- _PROBLEM A_
In the forum thread on training rewards, what does Howard Gaines III say has been his own biggest "bang for the buck"?

- _EXCERPT TO READ_
+===+

# Most Bang for the Buck



## Howard Gaines III (Dec 26, 2007)

Just throwing out topics right now...

What's the fasted "bang for the buck" when it comes to training and training aides; food, toys, bites, verbals, or just the ability to work? I know folks with their puppies are facing new and different levels and rewards for their critters. If you could redo what you did years ago, what would you use? 

For me, it is the verbal marker. Labs and Chessies could have seen more, done more and I would have gone further with them. With the BCs, no matter what I use, it seems like any little bit of praise and they fall apart!!!


----------



## Lee H Sternberg (Jan 27, 2008)

Howard Gaines III said:


> Just throwing out topics right now...
> 
> What's the fasted "bang for the buck" when it comes to training and training aides; food, toys, bites, verbals, or just the ability to work? I know folks with their puppies are facing new and different levels and rewards for their critters. If you could redo what you did years ago, what would you use?
> 
> For me, it is the verbal marker. Labs and Chessies could have seen more, done more and I would have gone further with them. With the BCs, no matter what I use, it seems like any little bit of praise and they fall apart!!!


Since you didn't mention dogs until the 5th sentence, I was going to mention that I personally would sit up and beg for a descent ****ing steak down here. :grin:


----------



## ann schnerre (Aug 24, 2006)

lee--can't you ship in "omaha steaks"?


----------



## Jennifer Marshall (Dec 13, 2007)

Howard Gaines III said:


> With the BCs, no matter what I use, it seems like any little bit of praise and they fall apart!!!


Howard I'm confused - they fall apart with praise? In what way? 

I use any means of reward and motivation I can. Markers have been the most profound addition to my training as it makes the communication with the dog a lot more clear and quick, if timed properly. If not timed properly you can end up with some silly stuff.

+===+

- _INFORMATION GIVEN_

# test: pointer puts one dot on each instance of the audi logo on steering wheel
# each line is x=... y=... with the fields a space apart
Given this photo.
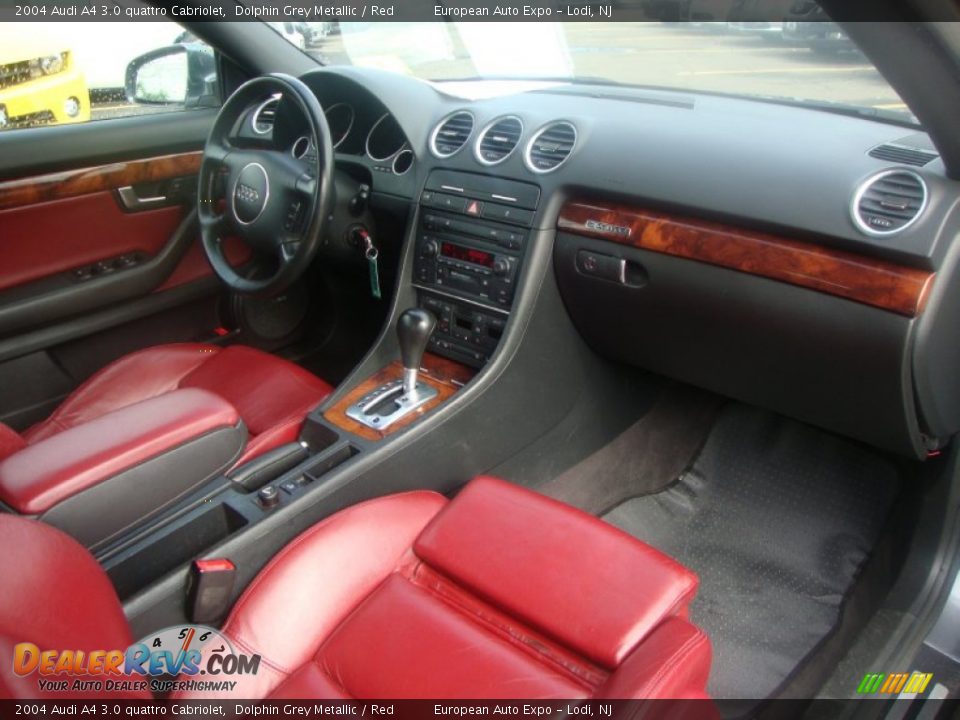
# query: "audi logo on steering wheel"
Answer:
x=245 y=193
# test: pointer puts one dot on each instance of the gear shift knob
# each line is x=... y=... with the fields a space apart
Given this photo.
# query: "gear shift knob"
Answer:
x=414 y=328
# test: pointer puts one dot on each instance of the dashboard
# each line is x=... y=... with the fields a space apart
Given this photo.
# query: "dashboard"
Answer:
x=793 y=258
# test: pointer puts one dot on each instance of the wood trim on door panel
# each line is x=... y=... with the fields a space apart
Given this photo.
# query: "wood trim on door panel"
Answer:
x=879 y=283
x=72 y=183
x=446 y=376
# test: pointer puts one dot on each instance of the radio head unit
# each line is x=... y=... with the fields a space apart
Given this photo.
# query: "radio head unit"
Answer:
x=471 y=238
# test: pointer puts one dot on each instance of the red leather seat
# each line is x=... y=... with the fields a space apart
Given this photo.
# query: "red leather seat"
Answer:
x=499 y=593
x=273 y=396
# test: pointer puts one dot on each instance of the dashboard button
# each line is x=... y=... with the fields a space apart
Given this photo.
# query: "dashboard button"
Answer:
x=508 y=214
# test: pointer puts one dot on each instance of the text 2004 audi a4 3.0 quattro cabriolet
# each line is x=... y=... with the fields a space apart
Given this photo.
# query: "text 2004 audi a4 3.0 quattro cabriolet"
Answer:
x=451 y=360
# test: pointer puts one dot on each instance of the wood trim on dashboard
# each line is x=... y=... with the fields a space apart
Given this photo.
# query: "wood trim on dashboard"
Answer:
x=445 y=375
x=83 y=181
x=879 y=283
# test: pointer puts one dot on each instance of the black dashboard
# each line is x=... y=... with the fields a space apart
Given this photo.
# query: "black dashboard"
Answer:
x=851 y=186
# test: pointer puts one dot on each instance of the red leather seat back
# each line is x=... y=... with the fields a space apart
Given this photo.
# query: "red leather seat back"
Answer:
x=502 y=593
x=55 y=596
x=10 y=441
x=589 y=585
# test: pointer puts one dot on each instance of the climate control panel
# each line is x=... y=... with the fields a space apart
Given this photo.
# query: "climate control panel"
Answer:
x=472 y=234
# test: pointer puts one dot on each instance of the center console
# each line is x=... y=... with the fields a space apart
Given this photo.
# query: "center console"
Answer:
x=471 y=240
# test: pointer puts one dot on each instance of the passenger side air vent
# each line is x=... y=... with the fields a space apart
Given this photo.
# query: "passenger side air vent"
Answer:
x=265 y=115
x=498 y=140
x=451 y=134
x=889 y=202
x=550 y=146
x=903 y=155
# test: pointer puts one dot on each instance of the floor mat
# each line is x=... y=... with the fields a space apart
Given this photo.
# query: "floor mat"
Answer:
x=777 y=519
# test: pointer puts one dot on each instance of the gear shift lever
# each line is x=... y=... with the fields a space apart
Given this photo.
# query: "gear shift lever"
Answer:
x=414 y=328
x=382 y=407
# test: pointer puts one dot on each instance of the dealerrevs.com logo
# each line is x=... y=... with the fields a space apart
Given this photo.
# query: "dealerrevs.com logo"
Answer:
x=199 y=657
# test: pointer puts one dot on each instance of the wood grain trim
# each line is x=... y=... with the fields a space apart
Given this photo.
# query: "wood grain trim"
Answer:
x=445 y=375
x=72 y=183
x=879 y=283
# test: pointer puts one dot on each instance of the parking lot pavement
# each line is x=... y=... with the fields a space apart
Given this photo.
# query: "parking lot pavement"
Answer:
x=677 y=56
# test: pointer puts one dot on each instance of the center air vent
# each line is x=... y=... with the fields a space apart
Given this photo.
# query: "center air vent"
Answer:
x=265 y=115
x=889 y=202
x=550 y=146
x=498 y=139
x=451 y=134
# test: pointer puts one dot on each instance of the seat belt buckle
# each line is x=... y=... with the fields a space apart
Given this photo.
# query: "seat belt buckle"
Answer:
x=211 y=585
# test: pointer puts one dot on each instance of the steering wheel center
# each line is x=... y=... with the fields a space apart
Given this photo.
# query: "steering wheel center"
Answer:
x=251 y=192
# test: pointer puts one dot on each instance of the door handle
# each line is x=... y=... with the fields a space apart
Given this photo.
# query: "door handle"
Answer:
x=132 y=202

+===+

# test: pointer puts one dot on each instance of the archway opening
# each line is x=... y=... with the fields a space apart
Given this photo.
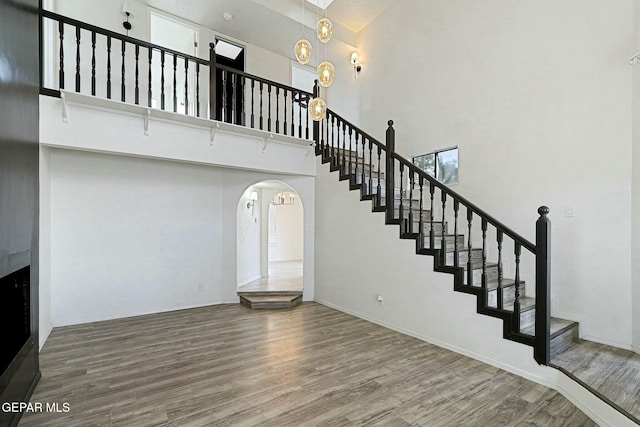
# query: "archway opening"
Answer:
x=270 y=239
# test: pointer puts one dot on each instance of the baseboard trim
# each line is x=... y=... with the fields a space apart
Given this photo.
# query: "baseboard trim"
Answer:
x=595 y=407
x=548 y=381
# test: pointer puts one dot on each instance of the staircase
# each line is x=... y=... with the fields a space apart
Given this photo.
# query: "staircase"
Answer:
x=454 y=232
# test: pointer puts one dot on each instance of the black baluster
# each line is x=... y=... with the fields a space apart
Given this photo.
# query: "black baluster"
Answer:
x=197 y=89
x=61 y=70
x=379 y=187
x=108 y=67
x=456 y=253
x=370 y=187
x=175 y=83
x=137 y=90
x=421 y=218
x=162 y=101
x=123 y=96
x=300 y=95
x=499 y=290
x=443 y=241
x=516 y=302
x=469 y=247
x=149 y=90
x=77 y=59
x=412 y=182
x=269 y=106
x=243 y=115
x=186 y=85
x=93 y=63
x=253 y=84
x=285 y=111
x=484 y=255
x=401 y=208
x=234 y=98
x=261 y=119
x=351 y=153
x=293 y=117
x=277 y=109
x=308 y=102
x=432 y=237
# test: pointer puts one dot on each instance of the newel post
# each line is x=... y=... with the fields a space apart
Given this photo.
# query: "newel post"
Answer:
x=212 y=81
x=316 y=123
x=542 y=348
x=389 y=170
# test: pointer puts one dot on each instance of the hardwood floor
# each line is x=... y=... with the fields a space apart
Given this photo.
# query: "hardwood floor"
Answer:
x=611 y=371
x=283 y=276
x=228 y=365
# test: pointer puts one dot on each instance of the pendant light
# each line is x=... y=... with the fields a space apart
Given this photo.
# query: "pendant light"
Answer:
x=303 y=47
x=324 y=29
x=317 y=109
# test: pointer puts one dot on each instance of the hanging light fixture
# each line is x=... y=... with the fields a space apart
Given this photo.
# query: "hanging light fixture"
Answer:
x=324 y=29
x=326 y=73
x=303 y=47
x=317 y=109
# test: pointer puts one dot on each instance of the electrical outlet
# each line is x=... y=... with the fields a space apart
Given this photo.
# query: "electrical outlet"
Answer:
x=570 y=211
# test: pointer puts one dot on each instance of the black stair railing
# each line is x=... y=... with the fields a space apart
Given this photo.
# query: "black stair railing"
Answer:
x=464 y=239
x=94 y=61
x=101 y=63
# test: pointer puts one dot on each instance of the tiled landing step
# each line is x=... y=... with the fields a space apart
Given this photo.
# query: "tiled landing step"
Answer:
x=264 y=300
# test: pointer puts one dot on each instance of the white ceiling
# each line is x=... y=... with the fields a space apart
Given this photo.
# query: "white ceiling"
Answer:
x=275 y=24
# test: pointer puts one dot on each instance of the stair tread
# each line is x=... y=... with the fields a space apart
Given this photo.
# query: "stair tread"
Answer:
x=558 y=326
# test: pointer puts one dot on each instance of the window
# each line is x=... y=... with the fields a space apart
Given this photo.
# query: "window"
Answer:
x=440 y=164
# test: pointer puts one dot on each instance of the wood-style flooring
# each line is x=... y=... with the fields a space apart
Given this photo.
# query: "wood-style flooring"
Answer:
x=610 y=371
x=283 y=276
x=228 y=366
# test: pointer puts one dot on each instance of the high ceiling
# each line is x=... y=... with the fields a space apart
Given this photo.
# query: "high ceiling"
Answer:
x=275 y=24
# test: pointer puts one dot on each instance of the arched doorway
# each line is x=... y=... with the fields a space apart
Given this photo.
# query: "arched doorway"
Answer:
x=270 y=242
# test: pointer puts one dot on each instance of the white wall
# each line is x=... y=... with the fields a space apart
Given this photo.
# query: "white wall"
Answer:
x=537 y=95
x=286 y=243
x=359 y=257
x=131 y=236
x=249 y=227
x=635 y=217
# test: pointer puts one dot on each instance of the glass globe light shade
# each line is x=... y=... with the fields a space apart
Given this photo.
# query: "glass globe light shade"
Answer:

+===+

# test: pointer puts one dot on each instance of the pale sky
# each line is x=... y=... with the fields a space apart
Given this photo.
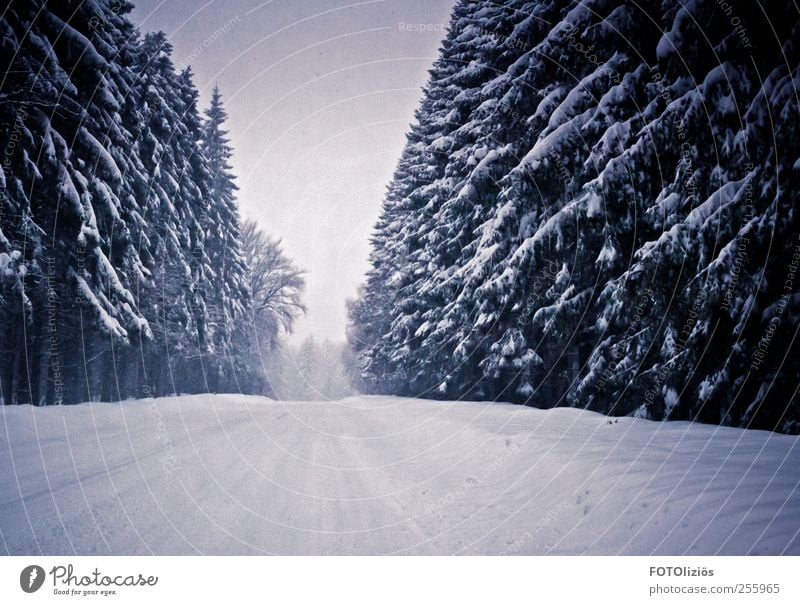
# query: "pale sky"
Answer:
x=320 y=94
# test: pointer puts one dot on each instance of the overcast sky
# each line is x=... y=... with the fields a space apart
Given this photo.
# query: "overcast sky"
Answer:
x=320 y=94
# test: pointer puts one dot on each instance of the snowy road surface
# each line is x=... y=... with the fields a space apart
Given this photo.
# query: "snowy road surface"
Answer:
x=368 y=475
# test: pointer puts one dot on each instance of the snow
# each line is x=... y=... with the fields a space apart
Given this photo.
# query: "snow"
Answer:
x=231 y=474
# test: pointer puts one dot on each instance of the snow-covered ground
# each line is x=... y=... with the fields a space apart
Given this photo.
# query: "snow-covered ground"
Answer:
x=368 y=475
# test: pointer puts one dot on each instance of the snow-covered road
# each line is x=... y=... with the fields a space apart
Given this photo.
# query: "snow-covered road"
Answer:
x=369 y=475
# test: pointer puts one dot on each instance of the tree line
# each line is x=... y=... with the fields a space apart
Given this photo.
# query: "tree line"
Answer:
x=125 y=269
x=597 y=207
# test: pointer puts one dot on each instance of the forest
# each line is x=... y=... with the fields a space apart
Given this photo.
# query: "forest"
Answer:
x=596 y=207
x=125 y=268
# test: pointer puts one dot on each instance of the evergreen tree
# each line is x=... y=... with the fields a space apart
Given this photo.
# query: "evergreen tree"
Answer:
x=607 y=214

+===+

- _PROBLEM B_
Give only the part of the records that opens with the line containing "the wood grain trim" and closes with the line containing "x=132 y=202" as a Markdown table with the columns Number and Line. Each line gets its own numbered row, and blank lines are left out.

- _CORRECT RESPONSE A_
The verbal marker.

- _CORRECT RESPONSE B_
| Number | Line |
|---|---|
| 1 | # test: pointer puts one dot on each instance of the wood grain trim |
| 2 | # each line is x=... y=... with the fields a space apart |
| 3 | Given this photo. |
| 4 | # query: "wood grain trim" |
| 5 | Answer: |
| 6 | x=445 y=375 |
| 7 | x=72 y=183 |
| 8 | x=879 y=283 |
| 9 | # test: pointer puts one dot on each instance of the parking lot pavement |
| 10 | # each line is x=... y=... with the fields a space apart |
| 11 | Given this photo. |
| 12 | # query: "parking lot pavement" |
| 13 | Answer: |
| 14 | x=677 y=56 |
| 15 | # test: pointer puts one dot on each instance of the center air vent |
| 16 | # each line is x=... y=... with the fields a space apart |
| 17 | Given this photo. |
| 18 | # query: "center air vent" |
| 19 | Answer: |
| 20 | x=265 y=115 |
| 21 | x=889 y=202 |
| 22 | x=550 y=146 |
| 23 | x=498 y=139 |
| 24 | x=451 y=134 |
| 25 | # test: pointer puts one dot on each instance of the seat belt buckle |
| 26 | # each line is x=... y=... with the fields a space apart |
| 27 | Given this photo. |
| 28 | # query: "seat belt buckle" |
| 29 | Answer: |
| 30 | x=211 y=585 |
| 31 | # test: pointer puts one dot on each instance of the steering wheel center |
| 32 | # each line is x=... y=... with the fields a space apart |
| 33 | Given this photo. |
| 34 | # query: "steering wheel center" |
| 35 | Answer: |
| 36 | x=251 y=192 |
| 37 | # test: pointer puts one dot on each instance of the door handle |
| 38 | # each line is x=... y=... with the fields a space apart |
| 39 | Given this photo. |
| 40 | # query: "door handle" |
| 41 | Answer: |
| 42 | x=132 y=202 |